◆ INFORMATION GIVEN ◆
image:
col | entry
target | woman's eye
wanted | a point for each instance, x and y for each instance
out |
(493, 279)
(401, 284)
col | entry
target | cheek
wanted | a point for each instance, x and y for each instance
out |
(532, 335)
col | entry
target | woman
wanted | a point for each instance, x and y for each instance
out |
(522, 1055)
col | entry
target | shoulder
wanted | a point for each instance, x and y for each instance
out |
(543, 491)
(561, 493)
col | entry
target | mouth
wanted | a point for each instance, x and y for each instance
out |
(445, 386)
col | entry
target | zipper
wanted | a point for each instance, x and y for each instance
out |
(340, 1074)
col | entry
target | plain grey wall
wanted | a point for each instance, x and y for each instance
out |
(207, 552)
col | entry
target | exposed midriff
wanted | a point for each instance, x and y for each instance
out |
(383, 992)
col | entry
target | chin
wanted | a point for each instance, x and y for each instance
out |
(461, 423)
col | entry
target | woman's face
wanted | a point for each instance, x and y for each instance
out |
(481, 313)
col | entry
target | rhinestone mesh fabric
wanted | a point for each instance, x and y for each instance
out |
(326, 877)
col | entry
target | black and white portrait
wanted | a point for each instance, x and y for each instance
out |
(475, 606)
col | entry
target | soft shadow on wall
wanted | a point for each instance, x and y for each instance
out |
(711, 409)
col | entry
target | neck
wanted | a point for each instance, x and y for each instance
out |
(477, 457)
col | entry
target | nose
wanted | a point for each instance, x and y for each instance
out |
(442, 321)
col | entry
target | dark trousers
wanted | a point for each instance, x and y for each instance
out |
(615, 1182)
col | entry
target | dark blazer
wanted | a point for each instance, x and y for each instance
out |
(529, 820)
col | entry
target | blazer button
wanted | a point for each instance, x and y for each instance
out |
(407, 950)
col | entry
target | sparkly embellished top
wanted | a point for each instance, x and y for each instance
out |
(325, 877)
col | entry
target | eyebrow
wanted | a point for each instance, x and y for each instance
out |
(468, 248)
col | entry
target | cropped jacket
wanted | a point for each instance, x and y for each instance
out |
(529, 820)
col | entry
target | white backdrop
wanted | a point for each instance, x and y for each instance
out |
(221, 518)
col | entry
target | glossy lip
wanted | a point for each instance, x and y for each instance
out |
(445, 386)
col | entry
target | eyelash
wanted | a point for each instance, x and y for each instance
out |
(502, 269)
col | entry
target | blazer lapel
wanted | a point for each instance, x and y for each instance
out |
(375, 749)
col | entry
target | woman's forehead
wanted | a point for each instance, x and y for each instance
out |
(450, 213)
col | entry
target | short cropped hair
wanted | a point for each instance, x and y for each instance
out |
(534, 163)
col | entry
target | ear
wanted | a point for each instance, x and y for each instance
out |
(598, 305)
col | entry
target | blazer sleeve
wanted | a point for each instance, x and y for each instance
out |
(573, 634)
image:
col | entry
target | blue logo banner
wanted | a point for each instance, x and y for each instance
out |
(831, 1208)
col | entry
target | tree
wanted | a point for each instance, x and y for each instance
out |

◆ DESCRIPTION OF THE TASK ◆
Reproduce all of the records above word for word, from the first line to the last.

◆ ANSWER FOR THE TASK ◆
image:
col | entry
target | woman's eye
wanted | a point for each instance, x and y for each instance
out |
(493, 279)
(401, 284)
col | entry
target | cheek
wanted | a point for each instance, x and y for each instance
out |
(532, 335)
col | entry
target | woman
wanted | a point for each instance, x and y for each instance
out |
(522, 1055)
col | entry
target | shoulder
wanted | a point for each instance, x and y for each instance
out |
(543, 491)
(561, 493)
col | entry
target | mouth
wanted | a point for each instance, x and y for each instance
out |
(445, 386)
col | entry
target | zipper
wanted | a point for each instance, x and y for each instance
out |
(340, 1074)
col | entry
target | plain grey wall
wanted | a point for each instance, x and y for each instance
out |
(207, 552)
col | entry
target | exposed midriff
wanted | a point for each instance, x and y for each instance
out |
(383, 992)
col | entry
target | chin
wanted | a point for each instance, x and y for each instance
out |
(461, 423)
col | entry
target | woman's face
wanted | a point for each instance, x and y for each instance
out |
(481, 313)
col | entry
target | rhinestone mesh fabric
wanted | a point for each instance, x and y for each instance
out |
(326, 877)
col | entry
target | black and white portrait
wanted | a point for each instance, x and y for each instance
out |
(475, 606)
col | entry
target | soft shadow on wall
wanted | a point for each instance, x and y for each instance
out |
(711, 409)
col | entry
target | neck
wanted | a point for each instance, x and y for each instance
out |
(477, 457)
col | entry
target | nose
wanted | a point for each instance, x and y for each instance
out |
(442, 321)
col | entry
target | dark trousers
wanted | a point for each instance, x and y for each instance
out |
(615, 1182)
col | entry
target | dark blazer
wanted | a point for each instance, x and y for each instance
out |
(529, 820)
col | entry
target | blazer button
wanted | a point for each instance, x and y for each instance
out |
(407, 950)
col | entry
target | sparkly embellished top
wanted | a point for each instance, x and y for each instance
out |
(325, 877)
col | entry
target | eyebrow
wanted | a point for each instance, x and y for each instance
out |
(468, 248)
col | entry
target | cropped jacket
wanted | a point for each instance, x and y for each instance
out |
(529, 820)
col | entry
target | white backdrop
wanted | a point for each instance, x and y for each instance
out |
(221, 518)
col | entry
target | glossy lip
wanted | a point for each instance, x and y for each instance
out |
(445, 386)
col | entry
target | eyelash
wanted | a point for each instance, x and y for each instance
out |
(502, 269)
col | entry
target | blazer lapel
wanted | a point for each instance, x and y for each instance
out |
(375, 749)
col | entry
target | woman's forehead
wanted | a point for each instance, x and y for each instance
out |
(450, 213)
col | entry
target | short cropped hair
wanted | a point for each instance, x and y for each instance
out |
(534, 163)
col | entry
target | ear
wanted | a point for each instance, x and y for each instance
out |
(598, 305)
col | entry
target | blazer sleeve
wanted | a point for each instance, x and y for each instance
out |
(573, 634)
image:
col | entry
target | blue logo banner
wanted | a point for each instance, x and y for each instance
out |
(831, 1208)
col | entry
target | tree
wanted | a point for each instance, x and y for each instance
out |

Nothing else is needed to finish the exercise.